_Passage provided:_
** begin **

Icons Matter

Like many of the adults in the parish I serve I did not grow up Orthodox. I came to the faith well into adulthood. There were many things in the Church that at first I was very unsure about. Veneration of icons was certainly one of those things. From a non-Orthodox background at first the bowing, kissing, blessing of these images seemed far too much like what I understood as idolatry. I understood church art. We had paintings of Jesus in our churches and homes growing up. But icons seemed altogether different.

Turns out they are something altogether different. While they certainly are not idols they are also not just church art. When I was newly Orthodox I wanted defined answers for why icons were not idolatry and why they were important. The Church does offer this. The definition given at the restoration of the icons in the 9th century is very clear. There is worship – adoration – only due to God. Then there is veneration – love, honor – which we give to others. Because Christ was truly man he can be depicted, and because the saints were real people they can be depicted. Thus we can show love and honor – veneration – but not adoration to the Holy icons.

St. Basil says the honor shown passes on to the person depicted. I have a picture of my dad in my house. When I see it my heart is moved in memory of him. It’s not paper and ink that I am giving that honor and love to. I’m loving and honoring the one depicted, my dad.

** end **

_Information supplied:_
** begin **

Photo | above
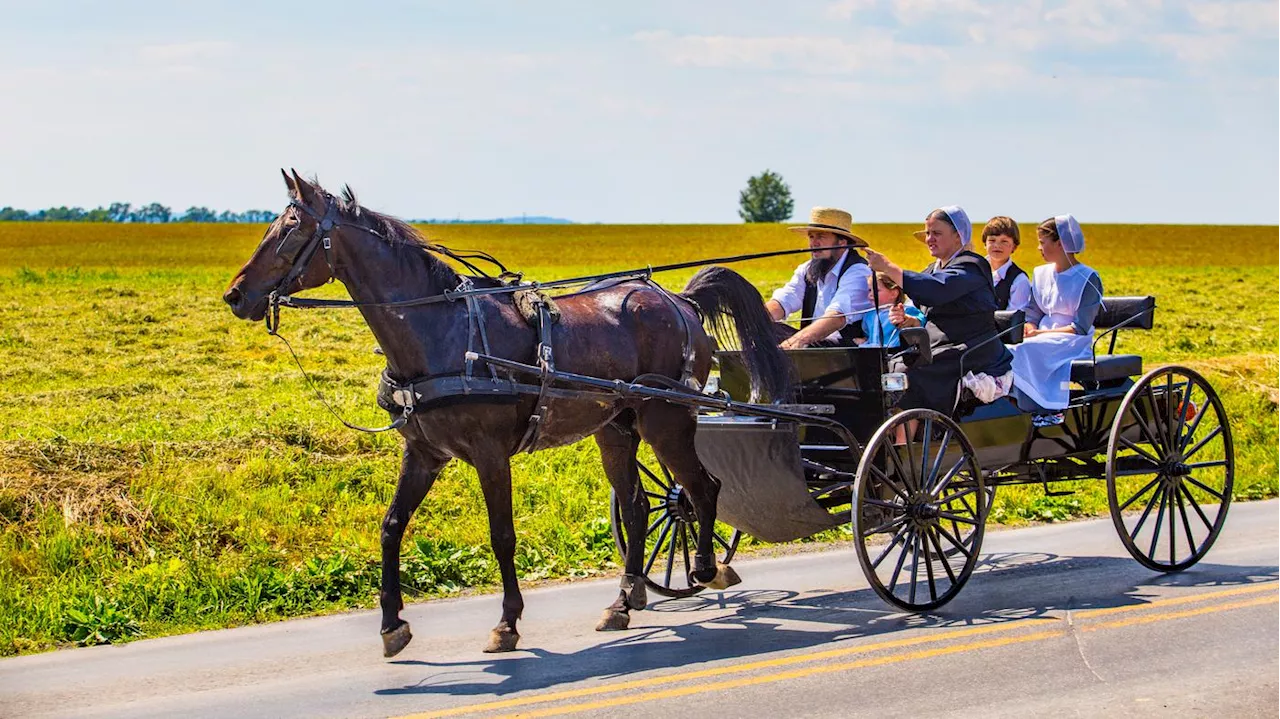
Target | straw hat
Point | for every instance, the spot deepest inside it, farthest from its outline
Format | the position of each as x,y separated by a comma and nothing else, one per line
836,221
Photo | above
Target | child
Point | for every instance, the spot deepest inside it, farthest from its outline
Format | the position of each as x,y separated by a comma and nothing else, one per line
878,328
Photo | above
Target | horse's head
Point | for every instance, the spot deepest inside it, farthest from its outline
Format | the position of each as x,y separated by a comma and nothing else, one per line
291,256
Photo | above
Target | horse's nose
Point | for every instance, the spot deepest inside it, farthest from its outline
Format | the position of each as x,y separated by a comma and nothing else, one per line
233,297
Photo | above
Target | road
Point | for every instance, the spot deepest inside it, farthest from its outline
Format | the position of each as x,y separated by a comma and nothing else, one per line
1057,621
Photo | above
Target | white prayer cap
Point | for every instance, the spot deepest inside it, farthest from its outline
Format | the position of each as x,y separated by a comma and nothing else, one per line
1069,233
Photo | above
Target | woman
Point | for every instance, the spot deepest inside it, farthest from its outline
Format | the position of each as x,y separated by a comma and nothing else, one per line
1065,300
1013,289
959,305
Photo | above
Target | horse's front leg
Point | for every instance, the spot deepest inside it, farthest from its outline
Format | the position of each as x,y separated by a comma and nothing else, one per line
494,472
417,475
618,444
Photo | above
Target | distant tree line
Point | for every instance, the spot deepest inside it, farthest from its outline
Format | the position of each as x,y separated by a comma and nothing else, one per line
127,213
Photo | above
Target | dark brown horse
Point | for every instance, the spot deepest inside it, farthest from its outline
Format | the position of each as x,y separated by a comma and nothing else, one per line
621,330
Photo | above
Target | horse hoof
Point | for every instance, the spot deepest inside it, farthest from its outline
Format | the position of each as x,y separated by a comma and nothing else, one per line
396,640
502,640
725,577
613,621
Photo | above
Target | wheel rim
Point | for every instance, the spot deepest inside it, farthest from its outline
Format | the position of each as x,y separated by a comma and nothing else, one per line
927,500
671,534
1170,468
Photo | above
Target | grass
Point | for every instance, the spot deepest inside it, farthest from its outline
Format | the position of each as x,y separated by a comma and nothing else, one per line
163,467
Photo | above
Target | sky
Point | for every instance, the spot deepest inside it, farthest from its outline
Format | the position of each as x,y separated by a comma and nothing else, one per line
1114,110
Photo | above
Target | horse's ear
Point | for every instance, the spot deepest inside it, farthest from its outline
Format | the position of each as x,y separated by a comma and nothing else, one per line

** end **

_What to work on:_
• A. In the passage on icons, in what century was the definition given at the restoration of the icons?
• B. Write the next few paragraphs of the piece on icons, picking up after its last sentence.

_Task responses:_
• A. The 9th century.

• B.
Beyond the definition, though, which calmed my fears about engaging in idolatry, the practice of venerating icons, of it really sinking into my life, wouldn’t come for years really. Now I can’t imagine not having and venerating icons. I often tell seekers or catechumens that understanding the Church’s love for Mary was something, in my journey, that began with cautious assent to what the Church taught about her. But it wasn’t until years later that my heart began to know what it meant to love her and ask for intercession. I tell people that it took being around her to begin to understand. I think icons are that way too.

There is something so powerful about having the faces of saints around us. It is not just a story we read. Having the Feasts of the Church not just read from the Bible but depicted invites us to not only know in our minds what we believe or what the story is but to experience it with our bodies, our senses. 

The veneration of icons is really about teaching us how to be oriented. Consider the Gospel where Nathaniel is called to follow Christ. Philip goes to his friend Nathaniel who he knows is serious in his belief in God and tells him about Jesus. Nathaniel wants to know in his head that this is okay. Nazareth? That’s not where the Messiah is supposed to come. Nathaniel was skeptical. But what does Phillip say? Come and see. Face to face. 

Our Lord is not the leader of a religion, not an emblem that stands for something, not a series of doctrines or something that needs defending. He is a person who is encountered, face to face.

So we depict him. We depict him. We know that the image itself does not save us. We do not worship the image. But the one depicted has and does save us. We show love to our Lord by facing him.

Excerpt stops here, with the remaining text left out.